[Point-per-instance localization data]
———

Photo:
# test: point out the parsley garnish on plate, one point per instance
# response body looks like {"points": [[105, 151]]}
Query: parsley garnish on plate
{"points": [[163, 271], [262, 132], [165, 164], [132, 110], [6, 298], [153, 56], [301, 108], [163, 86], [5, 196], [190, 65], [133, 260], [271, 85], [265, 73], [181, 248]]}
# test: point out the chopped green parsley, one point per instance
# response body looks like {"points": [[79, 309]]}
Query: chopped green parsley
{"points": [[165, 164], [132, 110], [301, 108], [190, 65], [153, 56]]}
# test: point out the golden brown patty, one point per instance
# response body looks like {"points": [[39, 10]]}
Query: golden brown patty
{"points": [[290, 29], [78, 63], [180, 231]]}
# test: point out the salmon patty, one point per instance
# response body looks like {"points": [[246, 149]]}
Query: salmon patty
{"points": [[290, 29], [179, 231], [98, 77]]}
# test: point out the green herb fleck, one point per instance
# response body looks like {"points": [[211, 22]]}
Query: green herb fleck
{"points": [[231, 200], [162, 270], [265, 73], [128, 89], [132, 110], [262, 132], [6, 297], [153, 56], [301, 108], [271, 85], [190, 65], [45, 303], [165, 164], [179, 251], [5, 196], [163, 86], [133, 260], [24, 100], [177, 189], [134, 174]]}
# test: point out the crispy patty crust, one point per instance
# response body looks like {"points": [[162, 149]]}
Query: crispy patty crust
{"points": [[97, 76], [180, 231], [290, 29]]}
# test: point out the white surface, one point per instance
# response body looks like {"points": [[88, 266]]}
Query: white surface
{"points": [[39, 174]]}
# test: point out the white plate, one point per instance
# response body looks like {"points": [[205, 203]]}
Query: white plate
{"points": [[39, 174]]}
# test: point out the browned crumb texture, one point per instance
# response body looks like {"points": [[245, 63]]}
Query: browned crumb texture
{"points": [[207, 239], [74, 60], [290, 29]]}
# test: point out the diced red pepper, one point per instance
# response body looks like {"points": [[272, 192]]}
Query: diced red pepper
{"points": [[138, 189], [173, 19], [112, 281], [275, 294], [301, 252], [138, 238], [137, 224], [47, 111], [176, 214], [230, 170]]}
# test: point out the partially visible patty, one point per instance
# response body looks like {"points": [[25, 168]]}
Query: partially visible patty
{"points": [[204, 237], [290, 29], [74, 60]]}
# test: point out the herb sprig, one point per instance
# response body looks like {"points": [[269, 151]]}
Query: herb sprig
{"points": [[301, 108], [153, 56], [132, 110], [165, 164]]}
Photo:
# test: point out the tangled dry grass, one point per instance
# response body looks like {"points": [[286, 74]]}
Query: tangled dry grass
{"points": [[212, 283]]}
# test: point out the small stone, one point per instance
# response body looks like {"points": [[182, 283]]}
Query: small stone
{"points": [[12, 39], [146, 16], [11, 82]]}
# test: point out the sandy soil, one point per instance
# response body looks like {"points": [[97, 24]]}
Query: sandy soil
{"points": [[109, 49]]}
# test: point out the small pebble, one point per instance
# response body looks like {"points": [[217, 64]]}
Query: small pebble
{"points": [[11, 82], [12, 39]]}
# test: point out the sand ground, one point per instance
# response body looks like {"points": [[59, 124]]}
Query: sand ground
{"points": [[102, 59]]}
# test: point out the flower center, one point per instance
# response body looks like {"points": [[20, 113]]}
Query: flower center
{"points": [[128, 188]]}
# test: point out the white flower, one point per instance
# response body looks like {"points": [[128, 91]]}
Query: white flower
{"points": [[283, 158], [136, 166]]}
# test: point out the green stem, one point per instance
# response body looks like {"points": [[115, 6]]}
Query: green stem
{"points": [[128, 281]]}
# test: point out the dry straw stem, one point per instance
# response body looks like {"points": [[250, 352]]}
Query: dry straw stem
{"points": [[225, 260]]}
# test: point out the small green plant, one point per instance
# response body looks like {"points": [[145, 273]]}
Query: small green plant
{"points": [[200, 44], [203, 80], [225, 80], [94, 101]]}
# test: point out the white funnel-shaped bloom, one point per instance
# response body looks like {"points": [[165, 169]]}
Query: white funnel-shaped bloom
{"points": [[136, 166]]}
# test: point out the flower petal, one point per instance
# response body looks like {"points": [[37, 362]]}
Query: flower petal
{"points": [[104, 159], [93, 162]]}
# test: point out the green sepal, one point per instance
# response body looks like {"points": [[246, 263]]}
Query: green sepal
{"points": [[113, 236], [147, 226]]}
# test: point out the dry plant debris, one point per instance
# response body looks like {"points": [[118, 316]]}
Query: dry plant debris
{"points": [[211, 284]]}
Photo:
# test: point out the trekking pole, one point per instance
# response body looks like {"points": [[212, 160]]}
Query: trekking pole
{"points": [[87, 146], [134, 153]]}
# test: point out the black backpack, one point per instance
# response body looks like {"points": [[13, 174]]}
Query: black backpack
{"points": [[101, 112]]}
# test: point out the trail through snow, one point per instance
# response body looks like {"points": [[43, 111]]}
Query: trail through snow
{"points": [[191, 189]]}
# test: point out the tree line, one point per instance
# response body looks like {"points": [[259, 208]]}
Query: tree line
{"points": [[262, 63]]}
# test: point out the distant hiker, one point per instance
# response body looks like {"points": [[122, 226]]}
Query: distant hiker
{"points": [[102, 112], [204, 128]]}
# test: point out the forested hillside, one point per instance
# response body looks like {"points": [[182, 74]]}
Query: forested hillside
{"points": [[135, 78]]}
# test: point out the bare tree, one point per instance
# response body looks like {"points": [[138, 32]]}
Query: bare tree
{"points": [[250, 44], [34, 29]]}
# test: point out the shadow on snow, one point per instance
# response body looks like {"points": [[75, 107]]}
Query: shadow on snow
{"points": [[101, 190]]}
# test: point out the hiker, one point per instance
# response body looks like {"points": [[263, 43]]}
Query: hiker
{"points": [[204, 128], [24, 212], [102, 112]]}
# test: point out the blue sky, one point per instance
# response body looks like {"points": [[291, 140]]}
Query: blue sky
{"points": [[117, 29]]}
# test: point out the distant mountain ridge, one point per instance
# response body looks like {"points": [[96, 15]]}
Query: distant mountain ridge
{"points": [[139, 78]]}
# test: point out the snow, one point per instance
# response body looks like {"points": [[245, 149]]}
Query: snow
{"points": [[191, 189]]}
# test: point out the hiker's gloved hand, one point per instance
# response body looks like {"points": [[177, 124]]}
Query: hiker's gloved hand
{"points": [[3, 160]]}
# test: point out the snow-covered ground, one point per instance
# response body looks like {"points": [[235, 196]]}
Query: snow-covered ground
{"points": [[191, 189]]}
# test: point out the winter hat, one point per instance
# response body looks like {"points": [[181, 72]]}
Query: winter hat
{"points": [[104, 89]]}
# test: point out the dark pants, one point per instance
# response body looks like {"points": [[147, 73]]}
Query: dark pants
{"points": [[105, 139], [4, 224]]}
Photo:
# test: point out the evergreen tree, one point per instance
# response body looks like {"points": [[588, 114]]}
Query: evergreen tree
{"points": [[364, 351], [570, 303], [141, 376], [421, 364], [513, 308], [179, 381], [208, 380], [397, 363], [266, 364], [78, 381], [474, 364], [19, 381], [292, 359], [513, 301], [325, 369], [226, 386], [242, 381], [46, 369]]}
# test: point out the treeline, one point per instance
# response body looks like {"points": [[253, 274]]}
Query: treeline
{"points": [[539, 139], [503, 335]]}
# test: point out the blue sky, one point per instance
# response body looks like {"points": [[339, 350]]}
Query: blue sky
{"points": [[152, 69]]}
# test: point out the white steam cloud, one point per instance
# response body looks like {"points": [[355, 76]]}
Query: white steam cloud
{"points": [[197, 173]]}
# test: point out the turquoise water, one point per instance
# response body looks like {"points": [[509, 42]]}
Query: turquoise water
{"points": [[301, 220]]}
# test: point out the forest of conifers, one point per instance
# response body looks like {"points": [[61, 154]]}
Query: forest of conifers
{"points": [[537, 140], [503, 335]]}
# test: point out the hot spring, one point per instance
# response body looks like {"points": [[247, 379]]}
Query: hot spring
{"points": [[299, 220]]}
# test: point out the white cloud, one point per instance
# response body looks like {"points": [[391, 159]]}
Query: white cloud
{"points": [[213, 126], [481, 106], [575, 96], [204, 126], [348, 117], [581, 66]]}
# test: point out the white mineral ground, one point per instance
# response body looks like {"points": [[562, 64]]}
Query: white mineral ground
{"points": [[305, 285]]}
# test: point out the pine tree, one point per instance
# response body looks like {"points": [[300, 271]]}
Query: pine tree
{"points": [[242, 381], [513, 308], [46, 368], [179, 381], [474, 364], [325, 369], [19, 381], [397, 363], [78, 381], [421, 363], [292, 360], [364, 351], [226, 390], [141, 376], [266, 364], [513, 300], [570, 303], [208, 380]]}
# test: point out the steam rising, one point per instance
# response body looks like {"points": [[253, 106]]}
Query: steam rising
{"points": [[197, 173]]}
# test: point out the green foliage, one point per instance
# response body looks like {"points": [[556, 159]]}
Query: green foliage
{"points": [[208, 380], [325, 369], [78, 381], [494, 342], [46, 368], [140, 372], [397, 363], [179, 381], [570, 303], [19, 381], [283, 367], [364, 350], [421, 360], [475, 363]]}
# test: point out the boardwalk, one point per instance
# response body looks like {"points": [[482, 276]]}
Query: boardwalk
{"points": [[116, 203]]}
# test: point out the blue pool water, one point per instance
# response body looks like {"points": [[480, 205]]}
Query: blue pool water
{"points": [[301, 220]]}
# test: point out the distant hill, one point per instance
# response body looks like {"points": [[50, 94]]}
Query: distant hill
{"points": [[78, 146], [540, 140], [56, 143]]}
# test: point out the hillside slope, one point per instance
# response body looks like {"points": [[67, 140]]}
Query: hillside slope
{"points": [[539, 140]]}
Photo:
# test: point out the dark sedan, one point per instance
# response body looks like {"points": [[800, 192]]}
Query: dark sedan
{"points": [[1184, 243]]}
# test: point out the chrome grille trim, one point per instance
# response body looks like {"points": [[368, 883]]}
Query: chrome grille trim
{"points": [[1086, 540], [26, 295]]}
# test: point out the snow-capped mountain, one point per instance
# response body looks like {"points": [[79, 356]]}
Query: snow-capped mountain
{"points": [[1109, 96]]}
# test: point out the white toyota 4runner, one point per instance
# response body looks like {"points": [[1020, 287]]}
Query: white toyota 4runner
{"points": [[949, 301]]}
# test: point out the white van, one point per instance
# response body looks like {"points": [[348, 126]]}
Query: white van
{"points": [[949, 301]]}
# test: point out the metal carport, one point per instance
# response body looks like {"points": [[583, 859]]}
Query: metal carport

———

Print the line with "Query: white van" and every line after it in the entries above, exactly as written. Leave out all other lines.

Query: white van
{"points": [[949, 301]]}
# test: point out the metal carport, one point per instance
# response body looks like {"points": [[583, 859]]}
Query: metal carport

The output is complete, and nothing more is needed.